## WORK ITEM
The response must consist of the complete listing below, reproduced without alteration.

○ ○ ○

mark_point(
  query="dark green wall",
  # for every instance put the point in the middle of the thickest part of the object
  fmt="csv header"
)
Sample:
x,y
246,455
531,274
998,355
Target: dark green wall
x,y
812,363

○ ○ ○

## WRITTEN ANSWER
mark_point(
  query="dark green wall",
  # for every instance put the point in the middle of the thickest part of the object
  fmt="csv header"
)
Sample:
x,y
246,455
531,274
998,355
Target: dark green wall
x,y
812,363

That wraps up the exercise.